Dataset rows showing where objects appear:
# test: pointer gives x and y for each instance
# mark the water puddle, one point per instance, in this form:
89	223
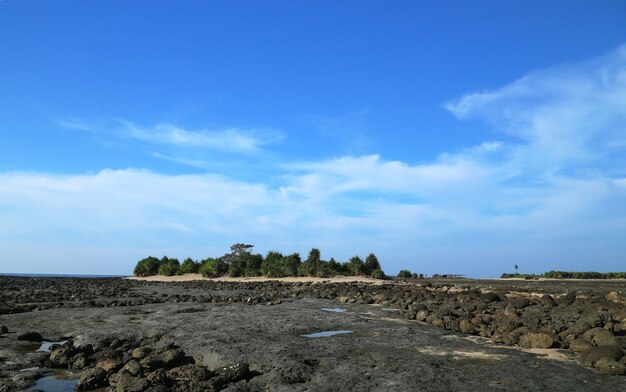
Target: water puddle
45	346
334	310
55	383
42	347
324	334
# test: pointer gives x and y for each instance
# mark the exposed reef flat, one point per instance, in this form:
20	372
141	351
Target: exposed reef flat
129	335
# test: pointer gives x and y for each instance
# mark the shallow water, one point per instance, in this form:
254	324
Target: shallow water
45	346
324	334
334	310
55	383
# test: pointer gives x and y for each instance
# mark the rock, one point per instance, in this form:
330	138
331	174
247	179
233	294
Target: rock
190	373
61	356
567	299
110	365
158	377
172	357
92	379
616	297
140	352
466	326
233	373
30	336
80	362
168	359
490	297
610	366
601	337
133	367
123	381
421	315
593	354
548	301
536	340
579	345
519	303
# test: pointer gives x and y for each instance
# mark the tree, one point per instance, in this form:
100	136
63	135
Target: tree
148	266
371	264
313	262
169	267
189	266
273	266
211	268
291	264
356	266
236	260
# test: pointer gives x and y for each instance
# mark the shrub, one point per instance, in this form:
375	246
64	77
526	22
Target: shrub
273	266
189	266
169	267
211	268
312	263
291	264
147	266
323	270
355	266
371	264
378	274
252	264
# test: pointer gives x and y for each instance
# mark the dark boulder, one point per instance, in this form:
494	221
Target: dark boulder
593	354
30	336
92	379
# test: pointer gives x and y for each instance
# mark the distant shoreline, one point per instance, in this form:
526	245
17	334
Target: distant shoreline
304	279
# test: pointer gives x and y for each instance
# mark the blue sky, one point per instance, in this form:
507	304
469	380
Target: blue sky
445	136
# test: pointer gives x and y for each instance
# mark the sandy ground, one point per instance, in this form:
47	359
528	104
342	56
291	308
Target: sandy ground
190	277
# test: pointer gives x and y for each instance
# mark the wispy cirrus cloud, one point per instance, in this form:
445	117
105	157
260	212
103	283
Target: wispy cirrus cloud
549	194
228	140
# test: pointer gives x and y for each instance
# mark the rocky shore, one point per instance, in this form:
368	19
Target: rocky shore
205	335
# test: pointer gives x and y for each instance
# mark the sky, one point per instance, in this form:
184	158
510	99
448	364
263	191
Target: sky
456	137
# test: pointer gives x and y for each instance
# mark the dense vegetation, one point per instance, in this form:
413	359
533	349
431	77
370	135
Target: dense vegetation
242	262
408	274
569	275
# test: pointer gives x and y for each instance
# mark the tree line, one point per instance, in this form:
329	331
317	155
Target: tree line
569	275
242	262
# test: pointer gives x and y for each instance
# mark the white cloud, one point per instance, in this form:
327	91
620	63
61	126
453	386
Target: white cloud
568	115
230	140
550	195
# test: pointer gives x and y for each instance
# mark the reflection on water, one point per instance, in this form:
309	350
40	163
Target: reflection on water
61	382
32	347
334	310
45	346
324	334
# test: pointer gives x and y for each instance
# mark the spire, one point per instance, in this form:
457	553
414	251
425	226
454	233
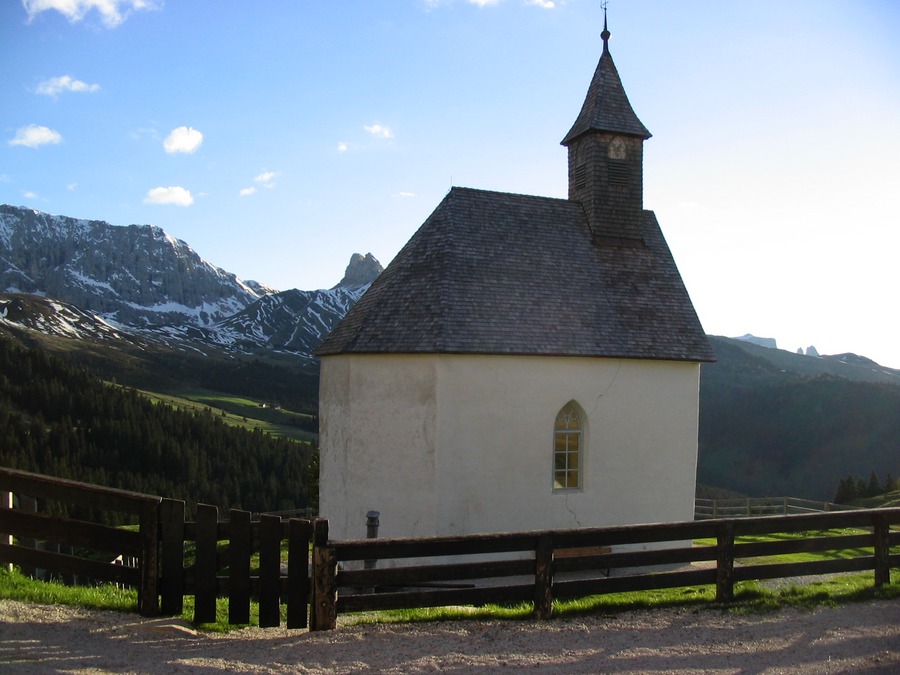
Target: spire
605	34
605	144
606	106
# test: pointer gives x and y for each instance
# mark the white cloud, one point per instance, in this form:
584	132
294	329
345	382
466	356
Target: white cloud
265	178
379	130
183	139
170	195
34	136
112	12
55	85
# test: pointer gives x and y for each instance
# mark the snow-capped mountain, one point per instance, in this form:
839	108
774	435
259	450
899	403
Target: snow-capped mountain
137	280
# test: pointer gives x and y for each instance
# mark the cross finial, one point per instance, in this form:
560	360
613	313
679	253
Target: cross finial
605	34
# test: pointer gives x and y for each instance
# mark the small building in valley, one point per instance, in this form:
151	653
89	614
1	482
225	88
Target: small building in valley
524	362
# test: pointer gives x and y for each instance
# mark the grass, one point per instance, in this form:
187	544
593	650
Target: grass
750	597
16	586
240	412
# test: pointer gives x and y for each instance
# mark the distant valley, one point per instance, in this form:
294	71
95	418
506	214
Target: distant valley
136	306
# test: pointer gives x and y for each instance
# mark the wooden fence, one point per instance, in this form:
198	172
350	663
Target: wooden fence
249	564
747	507
540	567
243	557
141	545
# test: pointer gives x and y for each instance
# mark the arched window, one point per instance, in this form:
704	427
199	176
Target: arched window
568	442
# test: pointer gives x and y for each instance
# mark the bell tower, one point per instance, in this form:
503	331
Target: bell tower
606	157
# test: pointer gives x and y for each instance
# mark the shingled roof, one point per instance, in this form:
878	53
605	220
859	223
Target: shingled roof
606	106
498	273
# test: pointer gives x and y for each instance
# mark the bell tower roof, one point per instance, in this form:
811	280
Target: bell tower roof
606	106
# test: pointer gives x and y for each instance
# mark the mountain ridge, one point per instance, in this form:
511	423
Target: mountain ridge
137	279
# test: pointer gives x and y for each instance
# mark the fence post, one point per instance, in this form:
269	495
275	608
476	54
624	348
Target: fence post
324	605
299	536
270	531
148	596
6	503
725	562
239	551
881	532
543	577
206	567
171	516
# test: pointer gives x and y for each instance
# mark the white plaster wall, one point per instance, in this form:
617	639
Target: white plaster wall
475	434
377	444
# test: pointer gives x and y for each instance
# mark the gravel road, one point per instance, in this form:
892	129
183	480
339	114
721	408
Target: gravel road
854	638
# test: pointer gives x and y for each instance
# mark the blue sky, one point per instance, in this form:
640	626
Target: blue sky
278	137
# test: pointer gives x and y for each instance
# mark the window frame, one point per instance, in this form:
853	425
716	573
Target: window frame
570	412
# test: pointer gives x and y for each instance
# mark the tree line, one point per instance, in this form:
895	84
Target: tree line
852	487
60	420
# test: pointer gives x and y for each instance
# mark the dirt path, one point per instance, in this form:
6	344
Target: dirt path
852	638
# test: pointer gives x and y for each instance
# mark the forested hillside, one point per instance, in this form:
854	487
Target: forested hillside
63	421
774	423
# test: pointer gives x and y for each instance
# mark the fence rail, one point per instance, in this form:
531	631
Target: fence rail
746	507
243	557
143	544
540	567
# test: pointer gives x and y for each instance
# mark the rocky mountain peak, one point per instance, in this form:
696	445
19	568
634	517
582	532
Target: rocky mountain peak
361	271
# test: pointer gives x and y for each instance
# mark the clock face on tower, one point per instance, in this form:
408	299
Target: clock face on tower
617	148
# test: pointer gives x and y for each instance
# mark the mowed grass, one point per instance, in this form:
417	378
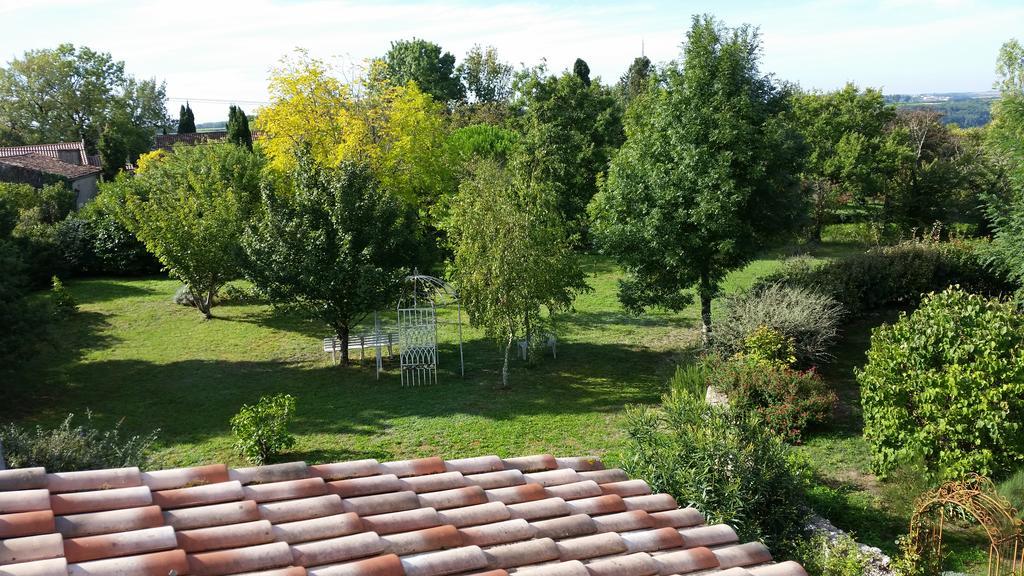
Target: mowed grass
131	356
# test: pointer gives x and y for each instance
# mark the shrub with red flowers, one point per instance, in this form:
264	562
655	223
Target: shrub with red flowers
786	400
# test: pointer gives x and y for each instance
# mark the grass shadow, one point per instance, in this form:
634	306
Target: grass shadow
96	290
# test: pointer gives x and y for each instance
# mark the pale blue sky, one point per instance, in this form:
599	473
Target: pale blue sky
220	50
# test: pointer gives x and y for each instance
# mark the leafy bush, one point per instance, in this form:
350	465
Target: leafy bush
261	429
946	383
723	462
116	249
23	319
807	317
825	556
75	244
896	275
64	301
786	401
691	379
765	344
68	448
38	212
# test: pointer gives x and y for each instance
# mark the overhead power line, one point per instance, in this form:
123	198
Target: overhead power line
216	100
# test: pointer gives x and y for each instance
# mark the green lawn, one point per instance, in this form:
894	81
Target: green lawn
131	355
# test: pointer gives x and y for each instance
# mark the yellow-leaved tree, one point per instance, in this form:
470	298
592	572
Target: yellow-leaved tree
398	130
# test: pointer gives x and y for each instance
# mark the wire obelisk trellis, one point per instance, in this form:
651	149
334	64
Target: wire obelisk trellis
418	327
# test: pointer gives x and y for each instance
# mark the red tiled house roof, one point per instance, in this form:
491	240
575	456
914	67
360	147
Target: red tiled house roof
42	163
536	516
56	151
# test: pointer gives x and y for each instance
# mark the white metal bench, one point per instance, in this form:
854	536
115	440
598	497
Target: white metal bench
361	342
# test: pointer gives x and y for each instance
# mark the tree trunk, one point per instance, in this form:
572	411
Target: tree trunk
203	302
706	295
525	352
341	331
505	366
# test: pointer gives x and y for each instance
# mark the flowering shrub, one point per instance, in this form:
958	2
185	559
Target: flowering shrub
261	429
787	401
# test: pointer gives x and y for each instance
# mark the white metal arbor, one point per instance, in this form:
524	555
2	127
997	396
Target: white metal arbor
418	327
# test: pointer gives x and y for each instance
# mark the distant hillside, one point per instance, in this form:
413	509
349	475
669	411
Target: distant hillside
967	110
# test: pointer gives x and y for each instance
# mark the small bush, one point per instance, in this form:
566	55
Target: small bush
69	448
236	294
897	275
824	556
60	296
768	345
261	429
946	383
807	317
785	400
691	379
721	461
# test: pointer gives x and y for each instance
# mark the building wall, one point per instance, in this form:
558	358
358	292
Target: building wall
86	189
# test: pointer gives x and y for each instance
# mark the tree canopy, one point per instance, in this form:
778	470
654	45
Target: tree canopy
189	209
707	176
398	130
74	93
511	253
846	134
486	78
422	62
569	130
356	243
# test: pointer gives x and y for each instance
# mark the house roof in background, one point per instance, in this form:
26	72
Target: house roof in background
47	150
49	165
534	516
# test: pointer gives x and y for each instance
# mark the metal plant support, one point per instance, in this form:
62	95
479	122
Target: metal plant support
973	498
418	327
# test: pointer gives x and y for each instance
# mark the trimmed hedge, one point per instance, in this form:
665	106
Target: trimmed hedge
897	275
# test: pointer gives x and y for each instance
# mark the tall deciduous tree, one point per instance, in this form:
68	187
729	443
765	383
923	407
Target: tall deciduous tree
569	132
845	132
707	175
186	120
1006	137
73	93
355	239
238	127
397	129
512	255
486	78
422	62
189	208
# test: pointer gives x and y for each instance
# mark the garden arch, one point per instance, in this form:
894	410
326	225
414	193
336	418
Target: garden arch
418	327
972	498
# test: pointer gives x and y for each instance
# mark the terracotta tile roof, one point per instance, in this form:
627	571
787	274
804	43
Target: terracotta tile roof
51	150
43	163
537	516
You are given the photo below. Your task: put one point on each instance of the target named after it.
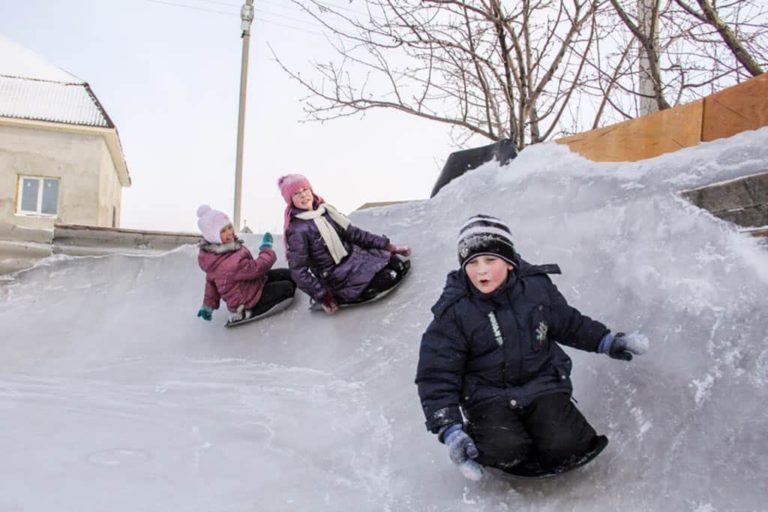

OBJECTIVE
Show every line of the records above that contains the word "peak", copying each one in full.

SOLUTION FOR THIS TASK
# mark the rocky mountain peak, one point per instance, in this form:
Target: rocky mountain peak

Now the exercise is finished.